** WRITTEN TASK **
Render the records below as a Markdown table with the columns Row and Line, giving each non-blank line its own numbered row. Leave the pictures out.

Image location labeling entries
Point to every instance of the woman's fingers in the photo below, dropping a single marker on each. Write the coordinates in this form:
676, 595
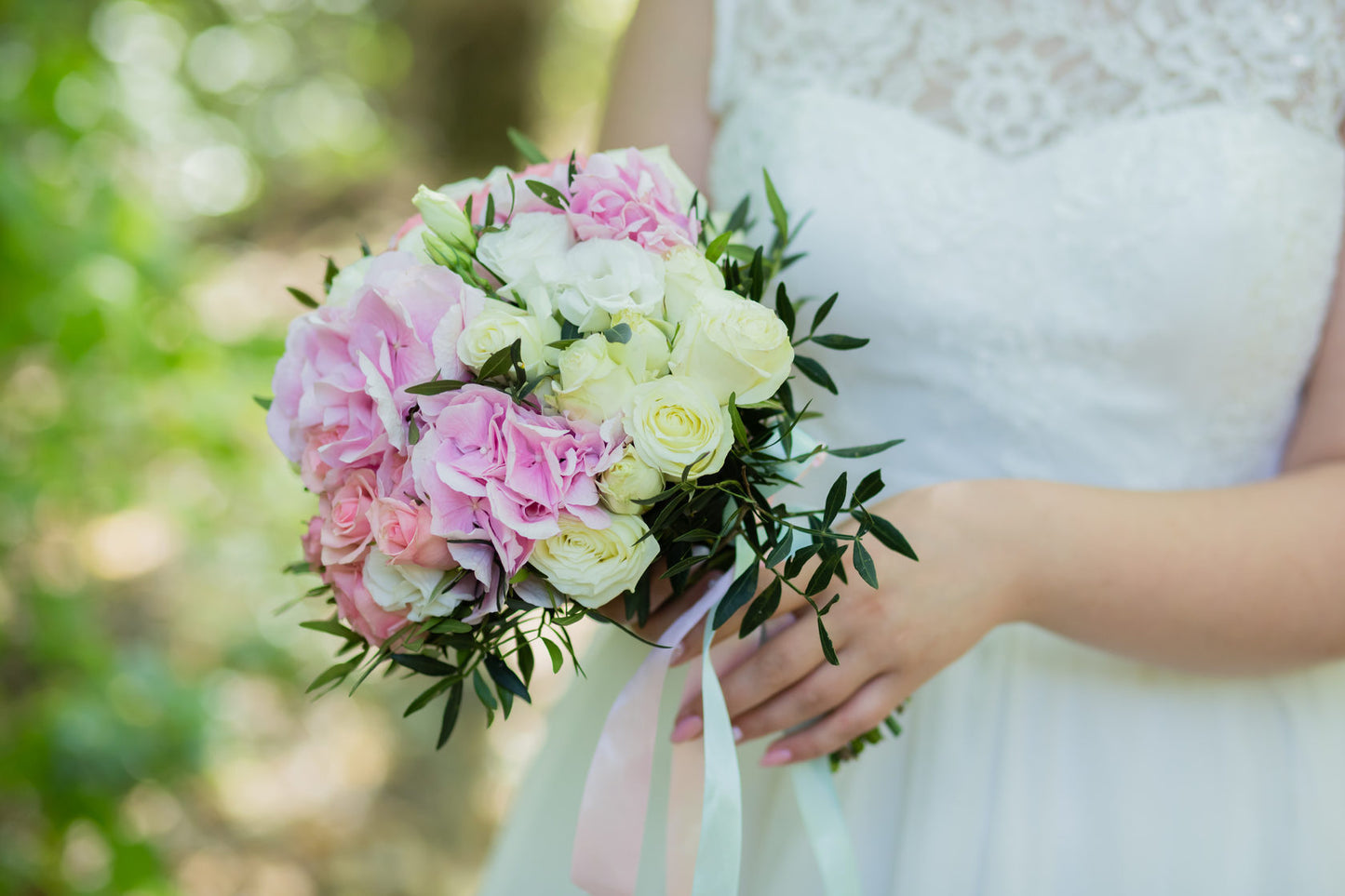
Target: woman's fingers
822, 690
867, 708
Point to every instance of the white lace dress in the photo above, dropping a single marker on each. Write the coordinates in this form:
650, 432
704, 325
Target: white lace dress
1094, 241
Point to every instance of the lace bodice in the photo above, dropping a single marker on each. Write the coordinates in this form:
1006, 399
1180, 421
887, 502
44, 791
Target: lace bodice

** SOLUTION TO THE EXERCISE **
| Row | Line |
|---|---|
| 1 | Point to every instance of the woman's fingers in the photo below, dropping a single marker on each. Write the coordinates in this form: |
| 2 | 676, 595 |
| 3 | Target: woman's fingers |
| 4 | 822, 690 |
| 5 | 867, 708 |
| 6 | Point to every instance of the white lace dress in the photo above, dropping a single marker on each. Write the coordinates in this form: |
| 7 | 650, 432 |
| 8 | 704, 325 |
| 9 | Target: white lace dress |
| 10 | 1094, 241 |
| 11 | Point to every instance of the lace bodice in the photo above, dropping a single marker on each. Write the coordinates in this form: |
| 12 | 1006, 399 |
| 13 | 1180, 421 |
| 14 | 887, 502 |
| 15 | 44, 791 |
| 16 | Target: lace bodice |